▶ BRANO FORNITO
·····
4. Nei limiti del tema di questa relazione la domanda da porsi è se la legge n. 300 del 1970, nota col nome di “statuto dei lavoratori”,  abbia modificato lo schema causale del contratto di lavoro. La domanda non è nuova, ma oggi va riformulata diversamente alla luce della dottrina più recente.
Lo statuto ha rotto il principio tradizionale di neutralizzazione sindacale delle imprese, correlato al principio autoritario del sistema di fabbrica fordista, e ha aperto le porte delle unità produttive a forme di coalizione dei lavoratori promovendo un regime di democrazia industriale nei luoghi di lavoro. Le norme di sostegno (o promozionali) della presenza sindacale all’interno delle aziende hanno creato le condizioni di una interazione costante tra coalizione e subordinazione, che ha depotenziato la rilevanza giuridica attribuita dal codice alle “esigenze (o all’interesse) dell’impresa” come criterio di conformazione dei poteri dell’imprenditore e correlativamente ha attenuato il carattere gerarchico della subordinazione. Ma non si può dire che abbiano integrato strutturalmente la coalizione nella fattispecie del rapporto. Quella che i critici della seconda metà del secolo chiamano “la scelta di Barassi”, cioè l’individuazione nella subordinazione del criterio di qualificazione del rapporto, impedisce tecnicamente questa integrazione. Coalizione e subordinazione non sono coordinabili nel rapporto individuale di lavoro come poteri simmetrici: la coalizione è un potere collettivo di contrattazione, mentre il potere direttivo del datore, di cui la subordinazione del prestatore è il lato passivo, è un effetto del contratto, i cui modi di svolgimento possono, e alcuni debbono, formare materia di accordi  collettivi istituzionalizzati ai livelli aziendali. “In breve – conclude la critica – potere dei lavoratori e subordinazione sono incommensurabili in virtù di una coercizione definitoria”: incommensurabilità “relativa alla definizione di subordinazione e quindi di natura dottrinale-ideologica” (M. Pedrazzoli, Democrazia ind., 106). Ma come può una costruzione dottrinale vincolare l’interprete che non la condivide? La coercizione, se sussiste, non viene da una voce d’oltretomba, ma dalla norma definitoria dell’art. 2094, che ha codificato l’opzione dogmatica di Barassi.
·····
▶ CONSEGNA
Riduci a un elenco puntato più breve il paragrafo del brano sullo statuto dei lavoratori che comincia con «Lo statuto ha rotto», mantenendone i fatti principali.

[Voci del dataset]
·····
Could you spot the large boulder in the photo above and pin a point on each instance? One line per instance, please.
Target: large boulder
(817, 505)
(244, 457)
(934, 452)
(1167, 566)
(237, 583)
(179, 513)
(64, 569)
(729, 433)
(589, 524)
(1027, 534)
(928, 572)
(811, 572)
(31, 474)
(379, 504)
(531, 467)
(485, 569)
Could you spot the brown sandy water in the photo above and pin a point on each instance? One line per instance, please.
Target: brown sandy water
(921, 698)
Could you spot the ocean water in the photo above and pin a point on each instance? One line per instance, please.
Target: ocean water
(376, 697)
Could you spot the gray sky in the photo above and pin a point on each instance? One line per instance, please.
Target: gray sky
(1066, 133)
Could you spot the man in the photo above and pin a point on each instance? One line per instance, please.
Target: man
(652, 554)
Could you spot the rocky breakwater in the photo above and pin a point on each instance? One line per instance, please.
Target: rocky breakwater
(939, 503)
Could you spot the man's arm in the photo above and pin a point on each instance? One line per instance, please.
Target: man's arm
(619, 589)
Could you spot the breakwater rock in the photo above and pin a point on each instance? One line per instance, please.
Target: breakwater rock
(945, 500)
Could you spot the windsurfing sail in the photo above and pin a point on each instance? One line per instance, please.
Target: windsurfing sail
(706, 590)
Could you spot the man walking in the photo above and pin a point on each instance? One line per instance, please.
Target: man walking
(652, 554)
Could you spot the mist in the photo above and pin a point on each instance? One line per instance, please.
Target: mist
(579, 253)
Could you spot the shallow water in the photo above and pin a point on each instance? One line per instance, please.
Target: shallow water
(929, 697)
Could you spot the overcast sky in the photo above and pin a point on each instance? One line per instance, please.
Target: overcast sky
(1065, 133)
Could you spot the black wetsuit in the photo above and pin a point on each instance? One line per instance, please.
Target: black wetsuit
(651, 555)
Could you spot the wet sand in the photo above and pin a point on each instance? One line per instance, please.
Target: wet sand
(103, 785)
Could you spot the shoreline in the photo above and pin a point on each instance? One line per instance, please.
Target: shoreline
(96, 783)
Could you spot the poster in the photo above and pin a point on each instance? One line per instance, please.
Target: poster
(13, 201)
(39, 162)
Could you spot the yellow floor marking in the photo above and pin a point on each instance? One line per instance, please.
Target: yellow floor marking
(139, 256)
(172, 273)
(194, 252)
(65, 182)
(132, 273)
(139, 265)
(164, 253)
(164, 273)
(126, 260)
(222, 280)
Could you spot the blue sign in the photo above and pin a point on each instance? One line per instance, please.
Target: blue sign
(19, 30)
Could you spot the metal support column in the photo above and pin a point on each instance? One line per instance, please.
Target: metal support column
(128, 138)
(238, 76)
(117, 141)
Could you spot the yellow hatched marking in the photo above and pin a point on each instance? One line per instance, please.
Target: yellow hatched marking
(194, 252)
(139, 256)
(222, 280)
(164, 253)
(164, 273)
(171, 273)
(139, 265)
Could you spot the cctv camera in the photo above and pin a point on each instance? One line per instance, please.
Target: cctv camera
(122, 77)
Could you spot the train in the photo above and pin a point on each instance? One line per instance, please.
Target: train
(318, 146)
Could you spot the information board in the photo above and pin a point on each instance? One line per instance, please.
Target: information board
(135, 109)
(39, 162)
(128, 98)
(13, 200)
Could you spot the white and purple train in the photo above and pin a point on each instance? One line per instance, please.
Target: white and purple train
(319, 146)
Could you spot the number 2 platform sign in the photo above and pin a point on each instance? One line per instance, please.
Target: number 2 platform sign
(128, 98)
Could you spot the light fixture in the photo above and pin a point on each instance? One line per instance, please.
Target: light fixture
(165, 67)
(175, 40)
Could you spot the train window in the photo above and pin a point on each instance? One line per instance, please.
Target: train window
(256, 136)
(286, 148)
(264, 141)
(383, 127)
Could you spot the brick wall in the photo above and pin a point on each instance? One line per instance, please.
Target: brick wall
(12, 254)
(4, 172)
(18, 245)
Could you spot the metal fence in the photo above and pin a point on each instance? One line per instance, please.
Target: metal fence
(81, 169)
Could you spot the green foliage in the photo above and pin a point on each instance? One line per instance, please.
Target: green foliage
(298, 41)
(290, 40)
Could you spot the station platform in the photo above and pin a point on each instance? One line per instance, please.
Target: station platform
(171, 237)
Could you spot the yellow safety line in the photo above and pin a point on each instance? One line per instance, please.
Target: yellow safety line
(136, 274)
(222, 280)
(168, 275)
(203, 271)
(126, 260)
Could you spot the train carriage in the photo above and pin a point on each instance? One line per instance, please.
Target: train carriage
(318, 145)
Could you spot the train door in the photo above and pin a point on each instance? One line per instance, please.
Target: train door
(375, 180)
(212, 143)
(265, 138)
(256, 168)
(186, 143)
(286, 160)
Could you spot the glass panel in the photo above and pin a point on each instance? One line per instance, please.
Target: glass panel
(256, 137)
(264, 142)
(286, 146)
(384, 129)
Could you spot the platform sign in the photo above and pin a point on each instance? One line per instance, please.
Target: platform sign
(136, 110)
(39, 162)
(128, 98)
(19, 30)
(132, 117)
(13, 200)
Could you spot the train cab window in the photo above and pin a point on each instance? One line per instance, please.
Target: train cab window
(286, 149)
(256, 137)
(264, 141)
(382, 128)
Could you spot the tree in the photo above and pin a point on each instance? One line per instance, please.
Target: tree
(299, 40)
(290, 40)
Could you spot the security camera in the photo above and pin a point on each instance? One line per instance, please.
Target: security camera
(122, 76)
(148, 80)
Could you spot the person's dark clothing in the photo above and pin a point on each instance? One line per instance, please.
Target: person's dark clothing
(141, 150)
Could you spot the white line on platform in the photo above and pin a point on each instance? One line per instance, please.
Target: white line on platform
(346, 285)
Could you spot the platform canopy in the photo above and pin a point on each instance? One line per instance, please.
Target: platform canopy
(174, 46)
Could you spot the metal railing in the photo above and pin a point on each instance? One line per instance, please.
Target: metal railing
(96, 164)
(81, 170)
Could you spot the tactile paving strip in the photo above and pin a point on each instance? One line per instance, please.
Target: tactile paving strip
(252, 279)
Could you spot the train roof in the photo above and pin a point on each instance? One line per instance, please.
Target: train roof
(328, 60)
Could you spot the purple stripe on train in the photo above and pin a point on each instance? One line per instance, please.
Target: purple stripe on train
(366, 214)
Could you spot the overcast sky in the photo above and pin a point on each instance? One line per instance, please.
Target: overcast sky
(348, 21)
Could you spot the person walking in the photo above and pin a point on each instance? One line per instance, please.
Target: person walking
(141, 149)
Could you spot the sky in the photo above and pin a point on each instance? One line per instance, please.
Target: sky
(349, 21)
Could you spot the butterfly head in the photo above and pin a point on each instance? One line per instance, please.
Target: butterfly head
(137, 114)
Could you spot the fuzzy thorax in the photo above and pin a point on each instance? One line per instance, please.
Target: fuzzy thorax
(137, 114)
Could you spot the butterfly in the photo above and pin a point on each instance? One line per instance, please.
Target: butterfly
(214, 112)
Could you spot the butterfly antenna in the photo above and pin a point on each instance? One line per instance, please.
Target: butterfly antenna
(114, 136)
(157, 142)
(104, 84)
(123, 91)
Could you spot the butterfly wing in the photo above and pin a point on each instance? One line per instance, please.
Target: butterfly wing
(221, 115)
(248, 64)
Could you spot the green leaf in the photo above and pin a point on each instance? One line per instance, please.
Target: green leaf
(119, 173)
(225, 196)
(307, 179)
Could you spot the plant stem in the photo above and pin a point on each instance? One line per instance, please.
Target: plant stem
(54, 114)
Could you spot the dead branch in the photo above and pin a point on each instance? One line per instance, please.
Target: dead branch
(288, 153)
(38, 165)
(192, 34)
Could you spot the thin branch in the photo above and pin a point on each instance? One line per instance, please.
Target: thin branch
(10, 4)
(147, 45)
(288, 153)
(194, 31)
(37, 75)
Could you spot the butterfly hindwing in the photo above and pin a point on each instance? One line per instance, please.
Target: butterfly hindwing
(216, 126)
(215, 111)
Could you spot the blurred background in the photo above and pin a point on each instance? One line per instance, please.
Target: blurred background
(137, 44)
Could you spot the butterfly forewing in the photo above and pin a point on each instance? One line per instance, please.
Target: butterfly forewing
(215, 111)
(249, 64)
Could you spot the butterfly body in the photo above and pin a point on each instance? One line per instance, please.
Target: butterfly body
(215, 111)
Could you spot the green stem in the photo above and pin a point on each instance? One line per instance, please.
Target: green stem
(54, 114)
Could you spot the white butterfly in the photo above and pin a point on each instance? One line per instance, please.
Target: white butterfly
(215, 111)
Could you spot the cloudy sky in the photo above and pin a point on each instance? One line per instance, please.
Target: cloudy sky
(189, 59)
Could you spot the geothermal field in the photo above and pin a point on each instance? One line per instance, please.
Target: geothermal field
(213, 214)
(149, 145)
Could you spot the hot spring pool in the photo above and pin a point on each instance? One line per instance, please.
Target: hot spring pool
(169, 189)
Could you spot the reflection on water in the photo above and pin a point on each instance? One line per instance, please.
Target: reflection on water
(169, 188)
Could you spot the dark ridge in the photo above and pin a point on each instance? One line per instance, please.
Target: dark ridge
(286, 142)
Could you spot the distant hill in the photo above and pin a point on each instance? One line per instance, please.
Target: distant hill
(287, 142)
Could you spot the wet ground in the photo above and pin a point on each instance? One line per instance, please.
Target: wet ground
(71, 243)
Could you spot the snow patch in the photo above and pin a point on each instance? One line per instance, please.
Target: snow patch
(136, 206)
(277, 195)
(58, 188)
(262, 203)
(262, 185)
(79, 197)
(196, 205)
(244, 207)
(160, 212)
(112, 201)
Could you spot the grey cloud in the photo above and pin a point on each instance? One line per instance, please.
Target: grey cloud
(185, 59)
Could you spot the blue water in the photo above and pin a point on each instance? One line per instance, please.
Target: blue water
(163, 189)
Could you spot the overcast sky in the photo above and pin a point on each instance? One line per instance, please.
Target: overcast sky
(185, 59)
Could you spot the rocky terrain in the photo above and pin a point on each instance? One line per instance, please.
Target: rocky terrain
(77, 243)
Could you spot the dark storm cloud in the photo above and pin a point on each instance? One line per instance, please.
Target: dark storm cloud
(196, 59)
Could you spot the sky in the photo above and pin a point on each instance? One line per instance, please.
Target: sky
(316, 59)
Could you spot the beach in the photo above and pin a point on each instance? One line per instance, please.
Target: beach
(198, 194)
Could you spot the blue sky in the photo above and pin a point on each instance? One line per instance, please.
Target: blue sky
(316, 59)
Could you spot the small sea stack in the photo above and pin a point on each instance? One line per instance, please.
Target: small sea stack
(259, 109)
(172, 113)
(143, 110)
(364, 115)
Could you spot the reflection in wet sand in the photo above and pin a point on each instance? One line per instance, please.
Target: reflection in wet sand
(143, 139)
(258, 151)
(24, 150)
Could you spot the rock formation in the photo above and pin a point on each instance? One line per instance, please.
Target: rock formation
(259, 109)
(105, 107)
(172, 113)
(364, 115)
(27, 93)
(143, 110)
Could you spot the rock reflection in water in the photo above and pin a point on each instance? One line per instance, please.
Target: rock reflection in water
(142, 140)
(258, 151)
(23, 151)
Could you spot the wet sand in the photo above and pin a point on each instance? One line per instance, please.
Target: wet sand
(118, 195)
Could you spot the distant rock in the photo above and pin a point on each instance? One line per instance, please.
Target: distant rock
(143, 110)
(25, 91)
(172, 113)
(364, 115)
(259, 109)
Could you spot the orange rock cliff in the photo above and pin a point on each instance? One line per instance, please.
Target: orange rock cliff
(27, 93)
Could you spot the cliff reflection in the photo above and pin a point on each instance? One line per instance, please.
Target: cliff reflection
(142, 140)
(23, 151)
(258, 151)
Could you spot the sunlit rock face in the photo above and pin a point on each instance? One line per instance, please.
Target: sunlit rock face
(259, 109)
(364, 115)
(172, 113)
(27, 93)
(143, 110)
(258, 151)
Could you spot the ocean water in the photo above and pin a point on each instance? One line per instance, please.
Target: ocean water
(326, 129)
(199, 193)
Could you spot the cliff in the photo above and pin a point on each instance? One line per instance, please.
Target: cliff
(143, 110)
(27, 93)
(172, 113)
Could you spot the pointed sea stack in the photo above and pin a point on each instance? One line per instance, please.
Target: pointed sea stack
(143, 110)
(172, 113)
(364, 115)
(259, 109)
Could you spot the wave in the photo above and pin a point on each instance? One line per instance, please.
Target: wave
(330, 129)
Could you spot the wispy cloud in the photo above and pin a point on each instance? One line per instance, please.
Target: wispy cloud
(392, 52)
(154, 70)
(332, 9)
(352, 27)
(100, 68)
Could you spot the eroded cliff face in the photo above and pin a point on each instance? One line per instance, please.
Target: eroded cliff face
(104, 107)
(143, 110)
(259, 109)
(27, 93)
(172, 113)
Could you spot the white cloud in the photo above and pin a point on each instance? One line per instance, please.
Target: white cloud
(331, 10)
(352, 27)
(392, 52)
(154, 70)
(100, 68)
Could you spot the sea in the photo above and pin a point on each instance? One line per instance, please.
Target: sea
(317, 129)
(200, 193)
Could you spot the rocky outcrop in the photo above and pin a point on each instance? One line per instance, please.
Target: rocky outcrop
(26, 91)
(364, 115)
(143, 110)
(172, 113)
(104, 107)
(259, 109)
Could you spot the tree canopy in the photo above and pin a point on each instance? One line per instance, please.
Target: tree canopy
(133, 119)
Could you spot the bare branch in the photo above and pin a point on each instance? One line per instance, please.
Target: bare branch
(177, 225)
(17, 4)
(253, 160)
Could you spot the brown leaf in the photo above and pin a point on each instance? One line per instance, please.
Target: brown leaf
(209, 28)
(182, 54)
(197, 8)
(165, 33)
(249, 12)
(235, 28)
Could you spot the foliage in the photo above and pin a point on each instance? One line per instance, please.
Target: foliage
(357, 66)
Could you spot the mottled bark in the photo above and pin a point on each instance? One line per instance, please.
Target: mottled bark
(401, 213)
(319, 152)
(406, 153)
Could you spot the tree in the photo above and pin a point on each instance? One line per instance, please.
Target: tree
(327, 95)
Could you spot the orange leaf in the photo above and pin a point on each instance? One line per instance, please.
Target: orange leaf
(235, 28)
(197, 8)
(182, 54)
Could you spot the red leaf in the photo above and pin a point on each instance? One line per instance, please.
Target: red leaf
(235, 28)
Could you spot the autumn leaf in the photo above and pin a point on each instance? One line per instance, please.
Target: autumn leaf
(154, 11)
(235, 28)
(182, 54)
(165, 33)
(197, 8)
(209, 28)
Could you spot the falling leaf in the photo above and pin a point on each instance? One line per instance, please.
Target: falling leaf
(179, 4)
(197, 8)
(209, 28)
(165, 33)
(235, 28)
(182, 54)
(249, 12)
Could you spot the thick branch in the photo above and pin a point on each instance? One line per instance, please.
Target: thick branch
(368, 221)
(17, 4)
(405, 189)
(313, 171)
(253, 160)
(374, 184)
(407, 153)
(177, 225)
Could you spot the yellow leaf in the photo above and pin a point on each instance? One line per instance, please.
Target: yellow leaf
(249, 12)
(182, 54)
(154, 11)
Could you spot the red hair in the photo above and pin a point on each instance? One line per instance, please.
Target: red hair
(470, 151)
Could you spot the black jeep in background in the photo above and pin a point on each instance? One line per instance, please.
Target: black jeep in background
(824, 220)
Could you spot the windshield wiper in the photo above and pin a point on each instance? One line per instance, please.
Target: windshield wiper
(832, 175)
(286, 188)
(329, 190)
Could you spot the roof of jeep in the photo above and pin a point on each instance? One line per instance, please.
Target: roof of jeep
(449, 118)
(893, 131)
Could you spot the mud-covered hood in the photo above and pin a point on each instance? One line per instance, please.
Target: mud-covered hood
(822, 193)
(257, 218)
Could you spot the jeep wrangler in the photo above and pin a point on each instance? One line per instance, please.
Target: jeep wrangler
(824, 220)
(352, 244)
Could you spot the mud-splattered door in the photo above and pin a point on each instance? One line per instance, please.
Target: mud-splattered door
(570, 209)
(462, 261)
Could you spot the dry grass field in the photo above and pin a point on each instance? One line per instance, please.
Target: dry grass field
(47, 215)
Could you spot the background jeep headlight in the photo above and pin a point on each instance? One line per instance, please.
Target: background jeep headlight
·····
▶ SOLUZIONE DELL'ESERCIZIO
- Lo statuto ha rotto il principio tradizionale di neutralizzazione sindacale delle imprese, legato al principio autoritario della fabbrica fordista. Ha aperto le unità produttive alle coalizioni dei lavoratori, promuovendo la democrazia industriale nei luoghi di lavoro.
- Le norme di sostegno alla presenza sindacale hanno creato un'interazione costante tra coalizione e subordinazione. Questa interazione ha ridotto la rilevanza giuridica delle "esigenze dell'impresa" e ha attenuato il carattere gerarchico della subordinazione.
- Quelle norme non hanno però integrato strutturalmente la coalizione nella fattispecie del rapporto. Lo impedisce "la scelta di Barassi", che individua nella subordinazione il criterio di qualificazione del rapporto.
- Coalizione e subordinazione non sono poteri simmetrici. La coalizione è un potere collettivo di contrattazione. Il potere direttivo del datore è invece un effetto del contratto, e i suoi modi di svolgimento possono, e in parte devono, essere oggetto di accordi collettivi aziendali.
- Secondo la critica (M. Pedrazzoli), potere dei lavoratori e subordinazione sono incommensurabili per una "coercizione definitoria" di natura dottrinale-ideologica.
- Una costruzione dottrinale non può vincolare chi non la condivide. La coercizione, se sussiste, deriva dall'art. 2094, che ha codificato l'opzione dogmatica di Barassi.